Outline records for named regions:
........
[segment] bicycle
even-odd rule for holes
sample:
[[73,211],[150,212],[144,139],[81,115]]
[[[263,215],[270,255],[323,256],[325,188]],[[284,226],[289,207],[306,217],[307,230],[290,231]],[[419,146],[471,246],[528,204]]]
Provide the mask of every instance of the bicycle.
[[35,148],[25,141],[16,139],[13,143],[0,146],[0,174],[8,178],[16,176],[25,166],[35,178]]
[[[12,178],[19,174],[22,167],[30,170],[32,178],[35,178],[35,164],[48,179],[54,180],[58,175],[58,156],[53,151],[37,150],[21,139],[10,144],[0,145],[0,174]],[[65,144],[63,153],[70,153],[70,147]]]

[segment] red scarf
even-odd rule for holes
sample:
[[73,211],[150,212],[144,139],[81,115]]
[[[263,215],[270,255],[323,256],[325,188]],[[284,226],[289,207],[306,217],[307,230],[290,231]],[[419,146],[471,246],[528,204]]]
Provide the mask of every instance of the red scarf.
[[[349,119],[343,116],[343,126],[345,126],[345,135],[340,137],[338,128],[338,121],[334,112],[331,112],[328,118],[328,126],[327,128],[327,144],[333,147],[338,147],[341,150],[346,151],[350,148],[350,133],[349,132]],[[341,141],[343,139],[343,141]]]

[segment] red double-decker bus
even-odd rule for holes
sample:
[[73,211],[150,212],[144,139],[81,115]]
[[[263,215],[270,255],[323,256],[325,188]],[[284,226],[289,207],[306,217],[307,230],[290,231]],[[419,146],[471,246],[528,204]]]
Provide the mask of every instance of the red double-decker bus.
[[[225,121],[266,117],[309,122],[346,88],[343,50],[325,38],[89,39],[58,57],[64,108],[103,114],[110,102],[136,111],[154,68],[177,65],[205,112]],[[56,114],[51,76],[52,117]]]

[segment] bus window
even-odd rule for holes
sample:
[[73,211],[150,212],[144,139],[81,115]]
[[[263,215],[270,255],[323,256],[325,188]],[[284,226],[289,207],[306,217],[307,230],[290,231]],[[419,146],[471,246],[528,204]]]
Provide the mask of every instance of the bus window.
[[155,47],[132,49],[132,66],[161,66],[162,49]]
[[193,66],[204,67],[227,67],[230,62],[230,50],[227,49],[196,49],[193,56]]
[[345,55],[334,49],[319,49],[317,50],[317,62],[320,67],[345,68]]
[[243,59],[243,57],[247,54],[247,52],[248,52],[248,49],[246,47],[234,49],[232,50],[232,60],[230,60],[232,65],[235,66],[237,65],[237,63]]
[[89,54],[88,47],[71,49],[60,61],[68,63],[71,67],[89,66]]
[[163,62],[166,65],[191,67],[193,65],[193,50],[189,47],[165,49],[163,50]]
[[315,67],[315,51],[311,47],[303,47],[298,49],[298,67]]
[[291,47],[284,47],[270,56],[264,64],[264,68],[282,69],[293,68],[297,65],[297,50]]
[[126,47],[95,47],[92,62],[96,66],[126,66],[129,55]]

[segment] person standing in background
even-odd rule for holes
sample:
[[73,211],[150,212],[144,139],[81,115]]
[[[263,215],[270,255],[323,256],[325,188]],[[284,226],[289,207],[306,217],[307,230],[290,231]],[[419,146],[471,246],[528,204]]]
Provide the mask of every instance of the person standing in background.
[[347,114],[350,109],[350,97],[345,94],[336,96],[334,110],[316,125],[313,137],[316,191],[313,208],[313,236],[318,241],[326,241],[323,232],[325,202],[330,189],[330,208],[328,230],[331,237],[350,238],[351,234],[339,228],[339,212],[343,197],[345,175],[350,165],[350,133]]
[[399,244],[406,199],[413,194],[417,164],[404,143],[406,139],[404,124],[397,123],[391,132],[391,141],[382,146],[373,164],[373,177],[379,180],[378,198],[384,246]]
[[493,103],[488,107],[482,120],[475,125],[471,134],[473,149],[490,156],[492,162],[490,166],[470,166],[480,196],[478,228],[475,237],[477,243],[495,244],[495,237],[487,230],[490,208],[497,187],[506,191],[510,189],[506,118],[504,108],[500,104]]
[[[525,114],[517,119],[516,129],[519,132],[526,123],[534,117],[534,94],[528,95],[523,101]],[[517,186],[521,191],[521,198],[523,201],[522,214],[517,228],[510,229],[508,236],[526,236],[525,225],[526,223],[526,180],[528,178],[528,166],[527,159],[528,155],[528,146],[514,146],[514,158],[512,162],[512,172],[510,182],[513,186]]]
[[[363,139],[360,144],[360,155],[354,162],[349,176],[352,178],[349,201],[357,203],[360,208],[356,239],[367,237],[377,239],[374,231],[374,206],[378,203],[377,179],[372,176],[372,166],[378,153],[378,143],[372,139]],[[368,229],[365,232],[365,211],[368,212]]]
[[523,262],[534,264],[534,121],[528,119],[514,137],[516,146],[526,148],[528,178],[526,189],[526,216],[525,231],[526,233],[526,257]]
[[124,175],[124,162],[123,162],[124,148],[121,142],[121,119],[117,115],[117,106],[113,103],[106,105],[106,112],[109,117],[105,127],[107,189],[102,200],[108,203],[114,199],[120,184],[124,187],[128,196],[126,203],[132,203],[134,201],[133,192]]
........
» **TASK TO COMPLETE**: Reproduce all of the material above line for line, without changing anything.

» **TASK SOLUTION**:
[segment] bicycle
even-odd rule for holes
sample:
[[73,211],[150,212],[144,139],[81,115]]
[[[263,215],[270,255],[323,256],[325,188]],[[284,226],[289,207],[306,217],[307,230],[290,231]],[[419,146],[471,246],[528,204]]]
Provide the mask of every instance of the bicycle.
[[35,148],[25,141],[16,139],[13,143],[0,146],[0,174],[8,178],[16,176],[25,166],[35,178]]
[[[12,178],[19,174],[22,167],[30,170],[32,178],[35,178],[35,164],[48,179],[54,180],[58,175],[58,156],[53,151],[37,150],[21,139],[10,144],[0,145],[0,174]],[[65,144],[63,153],[70,153],[70,147]]]

[segment] red scarf
even-odd rule for holes
sample:
[[73,211],[150,212],[144,139],[81,115]]
[[[263,215],[270,255],[323,256],[325,188]],[[284,226],[289,207],[306,217],[307,230],[290,231]],[[419,146],[471,246],[528,204]]]
Provide the mask of every instance of the red scarf.
[[[349,119],[343,116],[343,126],[345,126],[345,135],[340,137],[338,128],[338,121],[334,112],[331,112],[328,118],[328,126],[327,128],[327,144],[333,147],[338,147],[341,150],[346,151],[350,148],[350,133],[349,132]],[[341,141],[343,139],[343,141]]]

[segment] red double-decker bus
even-odd rule for holes
sample:
[[73,211],[150,212],[144,139],[81,115]]
[[[263,215],[270,255],[323,256],[325,188]],[[284,226],[289,207],[306,217],[307,230],[290,231]],[[419,146],[471,246],[528,204]]]
Provide the mask of every instance of the red double-decker bus.
[[[225,121],[266,117],[309,122],[346,88],[343,50],[325,38],[89,39],[58,57],[64,108],[103,114],[110,102],[136,111],[154,68],[177,65],[205,112]],[[56,114],[51,76],[52,117]]]

[segment] bus window
even-odd rule for holes
sample:
[[73,211],[150,212],[144,139],[81,115]]
[[[263,215],[270,255],[323,256],[325,188]],[[284,226],[289,207],[306,217],[307,230],[290,231]],[[419,146],[471,246],[528,204]]]
Provide the mask of every instance of the bus window.
[[155,47],[132,49],[132,66],[161,66],[162,49]]
[[193,66],[204,67],[227,67],[230,62],[230,50],[227,49],[196,49],[193,56]]
[[345,55],[334,49],[319,49],[317,50],[317,62],[320,67],[345,68]]
[[243,59],[243,57],[247,54],[247,52],[248,52],[248,49],[246,47],[234,49],[232,50],[232,60],[230,60],[232,65],[235,66],[237,65],[237,63]]
[[89,54],[88,47],[71,49],[60,61],[68,63],[71,67],[89,66]]
[[163,62],[166,65],[191,67],[193,65],[193,50],[189,47],[165,49],[163,50]]
[[315,67],[315,51],[311,47],[303,47],[298,49],[298,67]]
[[291,47],[284,47],[270,56],[264,64],[264,68],[282,69],[293,68],[297,65],[297,50]]
[[126,47],[95,47],[92,62],[96,66],[126,66],[129,55]]

[segment] person standing in background
even-odd rule for holes
sample:
[[73,211],[150,212],[144,139],[81,115]]
[[[263,215],[270,255],[323,256],[325,188]],[[284,226],[289,207],[306,217],[307,230],[290,231]],[[419,146],[471,246],[528,204]]]
Provide the mask of every instance of the person standing in background.
[[347,114],[350,109],[350,97],[345,94],[336,96],[334,110],[316,125],[313,137],[316,191],[313,208],[313,236],[318,241],[326,241],[323,232],[325,202],[330,189],[330,208],[328,230],[331,237],[350,238],[351,234],[339,228],[339,212],[343,197],[345,175],[350,165],[350,133]]
[[399,244],[406,199],[413,194],[417,164],[404,143],[406,139],[404,124],[397,123],[391,132],[391,141],[382,146],[373,164],[373,177],[379,180],[378,198],[384,246]]
[[493,103],[488,107],[482,120],[475,125],[471,134],[473,149],[490,156],[492,162],[490,166],[470,166],[480,196],[478,228],[475,237],[477,243],[495,244],[495,237],[487,230],[490,208],[497,187],[506,191],[510,189],[506,118],[504,108],[500,104]]
[[[525,114],[517,119],[516,129],[519,132],[526,123],[534,117],[534,94],[528,95],[523,101]],[[517,186],[521,191],[521,198],[523,201],[522,214],[517,228],[510,229],[508,236],[526,236],[525,225],[526,223],[526,180],[528,178],[528,166],[527,159],[528,155],[528,146],[514,146],[514,158],[512,162],[512,172],[510,182],[513,186]]]
[[[363,139],[360,144],[360,155],[354,162],[349,176],[352,178],[349,201],[357,203],[360,208],[356,239],[367,237],[377,239],[374,231],[374,206],[378,203],[377,179],[372,176],[372,166],[378,153],[378,143],[372,139]],[[368,229],[365,232],[365,211],[368,212]]]
[[523,262],[534,264],[534,121],[528,119],[514,137],[516,146],[526,148],[528,178],[526,189],[526,216],[525,231],[526,233],[526,257]]
[[124,175],[124,162],[123,162],[124,148],[121,142],[121,119],[117,115],[117,106],[113,103],[106,105],[106,112],[109,117],[105,127],[107,189],[102,200],[108,203],[114,199],[120,184],[124,187],[128,196],[126,203],[132,203],[134,201],[133,192]]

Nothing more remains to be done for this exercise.